**GIVEN INSTRUCTION 1:**
Do these statements agree with the post about taking up archery? For each, answer yes or no and quote the deciding words of the post.
(a) The writer had last tried archery at school.
(b) The writer won the first setup they bid on.
(c) The writer placed the winning bid with about five minutes left.

What with rising costs, powders going through the roof along with the price of bullet, ammunition, not to mention fuel
at the moment a trip to the range uses about 4 gallons of fuel and at £4.76 per gallon that nearly £20 ($31 USD) I have had to cut back on my range visits
Now for the last three years I had been saying that I wanted to try Archery again not having done it since school several decades ago
and in the village is a thriving Archery Club so a few weeks ago i took myself down there and gave it a go using some club equipment. After a few weeks of doing this of course I wanted my own bow so a few days scouring e-bay produced several that might do. After losing out of 4 setups by being outbid after reaching my self imposed price limit and just watching a few more as they soared way above my price range. I stumbled across one that no one had bid on
.
now this set up, yep a complete outfit ready to go
, was more than i originally wanted to spend but it was a started bow like most of those I had been trying for and I think it was listed wrong as I only found it by doing a related search. So an e-mail enquiry later I bid on it with about 50 seconds to go and won it.

**EXTRACTED DATA:**

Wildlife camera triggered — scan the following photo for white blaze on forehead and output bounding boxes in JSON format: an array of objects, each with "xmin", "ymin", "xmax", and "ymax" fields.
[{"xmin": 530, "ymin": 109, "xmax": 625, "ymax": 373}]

==

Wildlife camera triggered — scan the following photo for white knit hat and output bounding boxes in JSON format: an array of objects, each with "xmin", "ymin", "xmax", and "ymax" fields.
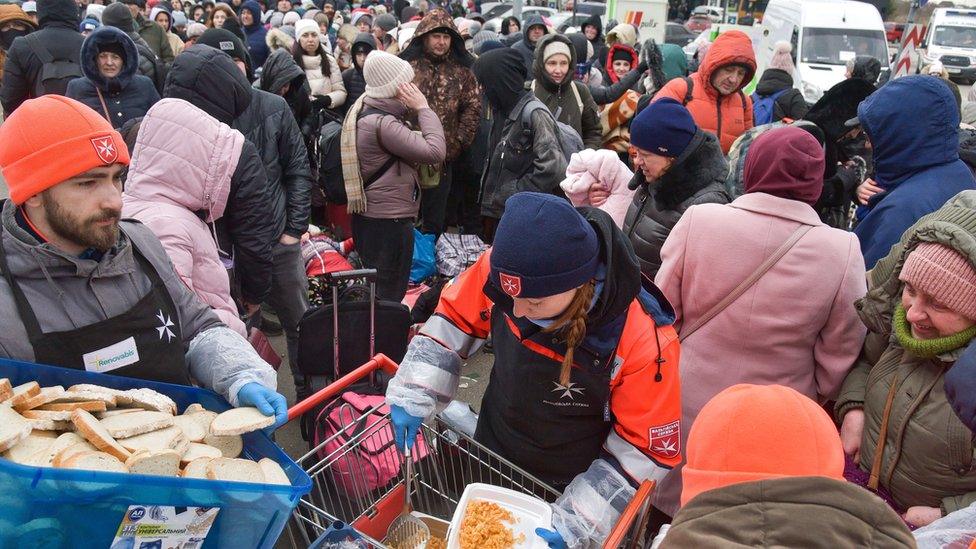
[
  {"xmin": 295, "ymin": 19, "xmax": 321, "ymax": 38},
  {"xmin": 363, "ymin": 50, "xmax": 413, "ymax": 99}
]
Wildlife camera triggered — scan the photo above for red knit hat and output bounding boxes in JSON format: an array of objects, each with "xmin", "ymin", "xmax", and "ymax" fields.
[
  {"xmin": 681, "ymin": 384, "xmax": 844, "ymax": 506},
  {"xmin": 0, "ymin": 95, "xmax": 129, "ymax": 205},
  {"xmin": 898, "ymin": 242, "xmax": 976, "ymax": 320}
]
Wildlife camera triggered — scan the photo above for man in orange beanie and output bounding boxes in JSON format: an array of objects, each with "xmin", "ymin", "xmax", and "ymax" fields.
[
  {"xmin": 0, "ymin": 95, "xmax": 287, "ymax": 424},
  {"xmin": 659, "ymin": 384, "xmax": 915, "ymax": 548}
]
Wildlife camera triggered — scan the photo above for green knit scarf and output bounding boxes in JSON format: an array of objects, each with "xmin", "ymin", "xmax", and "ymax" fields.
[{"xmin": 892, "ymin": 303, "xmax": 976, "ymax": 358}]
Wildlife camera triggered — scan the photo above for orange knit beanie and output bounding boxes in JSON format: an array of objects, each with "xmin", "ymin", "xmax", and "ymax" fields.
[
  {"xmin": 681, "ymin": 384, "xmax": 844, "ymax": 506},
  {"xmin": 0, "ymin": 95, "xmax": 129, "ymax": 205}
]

...

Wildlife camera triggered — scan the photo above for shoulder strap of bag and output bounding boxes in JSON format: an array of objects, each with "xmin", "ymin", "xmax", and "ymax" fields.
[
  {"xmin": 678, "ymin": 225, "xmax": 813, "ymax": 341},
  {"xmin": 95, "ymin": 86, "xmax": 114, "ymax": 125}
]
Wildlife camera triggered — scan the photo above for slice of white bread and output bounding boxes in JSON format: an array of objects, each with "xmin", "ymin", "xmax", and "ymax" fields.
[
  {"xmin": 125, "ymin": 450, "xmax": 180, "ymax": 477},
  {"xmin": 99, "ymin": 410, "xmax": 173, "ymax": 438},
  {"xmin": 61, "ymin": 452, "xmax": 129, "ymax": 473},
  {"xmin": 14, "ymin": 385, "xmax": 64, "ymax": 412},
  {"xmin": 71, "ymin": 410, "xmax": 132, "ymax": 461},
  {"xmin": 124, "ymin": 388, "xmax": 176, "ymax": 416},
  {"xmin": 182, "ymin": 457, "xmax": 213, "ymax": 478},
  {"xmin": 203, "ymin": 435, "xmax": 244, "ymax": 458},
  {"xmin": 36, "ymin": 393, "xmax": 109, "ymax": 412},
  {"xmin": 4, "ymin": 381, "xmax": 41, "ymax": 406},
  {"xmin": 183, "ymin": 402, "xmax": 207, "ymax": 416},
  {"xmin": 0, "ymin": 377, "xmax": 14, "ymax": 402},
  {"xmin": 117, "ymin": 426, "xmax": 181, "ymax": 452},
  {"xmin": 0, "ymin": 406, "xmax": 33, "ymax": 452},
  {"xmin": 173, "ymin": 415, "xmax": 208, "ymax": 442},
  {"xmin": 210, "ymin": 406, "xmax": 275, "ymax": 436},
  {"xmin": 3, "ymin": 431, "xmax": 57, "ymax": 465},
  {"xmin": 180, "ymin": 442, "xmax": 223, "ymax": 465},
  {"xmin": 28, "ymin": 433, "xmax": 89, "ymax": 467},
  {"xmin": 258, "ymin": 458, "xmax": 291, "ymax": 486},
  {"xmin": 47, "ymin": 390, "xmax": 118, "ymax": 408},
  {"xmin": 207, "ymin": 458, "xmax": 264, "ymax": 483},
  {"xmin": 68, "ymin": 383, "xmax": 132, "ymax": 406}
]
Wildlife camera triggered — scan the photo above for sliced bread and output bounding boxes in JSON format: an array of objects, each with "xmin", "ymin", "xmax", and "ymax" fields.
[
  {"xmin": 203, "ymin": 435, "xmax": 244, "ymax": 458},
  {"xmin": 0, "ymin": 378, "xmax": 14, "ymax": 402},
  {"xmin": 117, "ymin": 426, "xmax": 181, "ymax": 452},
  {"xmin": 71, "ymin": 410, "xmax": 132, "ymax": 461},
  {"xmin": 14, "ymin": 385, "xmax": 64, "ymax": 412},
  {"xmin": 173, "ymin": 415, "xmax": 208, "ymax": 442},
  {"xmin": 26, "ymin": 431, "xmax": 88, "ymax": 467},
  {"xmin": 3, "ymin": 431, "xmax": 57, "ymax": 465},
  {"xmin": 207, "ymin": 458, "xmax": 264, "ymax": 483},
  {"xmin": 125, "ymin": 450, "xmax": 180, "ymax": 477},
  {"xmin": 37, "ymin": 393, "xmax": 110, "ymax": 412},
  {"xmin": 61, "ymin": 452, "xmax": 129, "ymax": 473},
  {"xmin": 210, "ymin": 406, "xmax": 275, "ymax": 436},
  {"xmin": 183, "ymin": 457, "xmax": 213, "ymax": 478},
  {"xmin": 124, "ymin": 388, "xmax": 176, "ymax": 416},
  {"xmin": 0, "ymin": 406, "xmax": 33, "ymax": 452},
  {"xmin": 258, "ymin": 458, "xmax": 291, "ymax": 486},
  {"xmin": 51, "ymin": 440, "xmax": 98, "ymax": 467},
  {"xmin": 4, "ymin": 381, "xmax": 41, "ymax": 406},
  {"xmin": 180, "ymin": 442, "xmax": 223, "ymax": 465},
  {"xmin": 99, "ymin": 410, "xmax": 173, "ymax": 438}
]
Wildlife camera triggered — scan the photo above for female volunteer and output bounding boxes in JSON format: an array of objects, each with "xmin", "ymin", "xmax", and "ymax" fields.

**GIVEN INSTRUCTION 2:**
Edit the entries from the line with "Wildlife camera triggered — scan the photo above for sliced" up to and including the line with "Wildlife camera triggered — scan the photo above for female". Replace "output bounding boxes" with "return bounding boxes", leave everything else unchanged, and give only those lines.

**WORKED SOLUTION 1:**
(a) Yes: "not having done it since school several decades ago"
(b) No: "After losing out of 4 setups by being outbid"
(c) No: "I bid on it with about 50 seconds to go and won it."

**WORKED SOLUTION 2:**
Wildlife camera triggered — scan the photo above for sliced bread and return bounding boxes in JSON format: an array of objects, each with "xmin", "ymin", "xmax", and "ymax" fields.
[
  {"xmin": 203, "ymin": 435, "xmax": 244, "ymax": 458},
  {"xmin": 0, "ymin": 378, "xmax": 14, "ymax": 402},
  {"xmin": 117, "ymin": 426, "xmax": 181, "ymax": 452},
  {"xmin": 71, "ymin": 410, "xmax": 132, "ymax": 461},
  {"xmin": 14, "ymin": 385, "xmax": 64, "ymax": 412},
  {"xmin": 173, "ymin": 415, "xmax": 208, "ymax": 442},
  {"xmin": 26, "ymin": 431, "xmax": 88, "ymax": 467},
  {"xmin": 3, "ymin": 431, "xmax": 57, "ymax": 465},
  {"xmin": 207, "ymin": 458, "xmax": 264, "ymax": 483},
  {"xmin": 125, "ymin": 450, "xmax": 180, "ymax": 477},
  {"xmin": 37, "ymin": 393, "xmax": 110, "ymax": 412},
  {"xmin": 61, "ymin": 452, "xmax": 129, "ymax": 473},
  {"xmin": 210, "ymin": 406, "xmax": 275, "ymax": 436},
  {"xmin": 183, "ymin": 457, "xmax": 213, "ymax": 478},
  {"xmin": 124, "ymin": 388, "xmax": 176, "ymax": 416},
  {"xmin": 0, "ymin": 406, "xmax": 33, "ymax": 452},
  {"xmin": 258, "ymin": 458, "xmax": 291, "ymax": 486},
  {"xmin": 51, "ymin": 440, "xmax": 98, "ymax": 467},
  {"xmin": 4, "ymin": 381, "xmax": 41, "ymax": 406},
  {"xmin": 180, "ymin": 442, "xmax": 223, "ymax": 465},
  {"xmin": 99, "ymin": 410, "xmax": 173, "ymax": 438}
]
Wildlife camera triggered — scan the photo above for female volunteer and return bounding boxes in JSON format: an array of objects, each with "xmin", "ymin", "xmax", and "ymax" fields.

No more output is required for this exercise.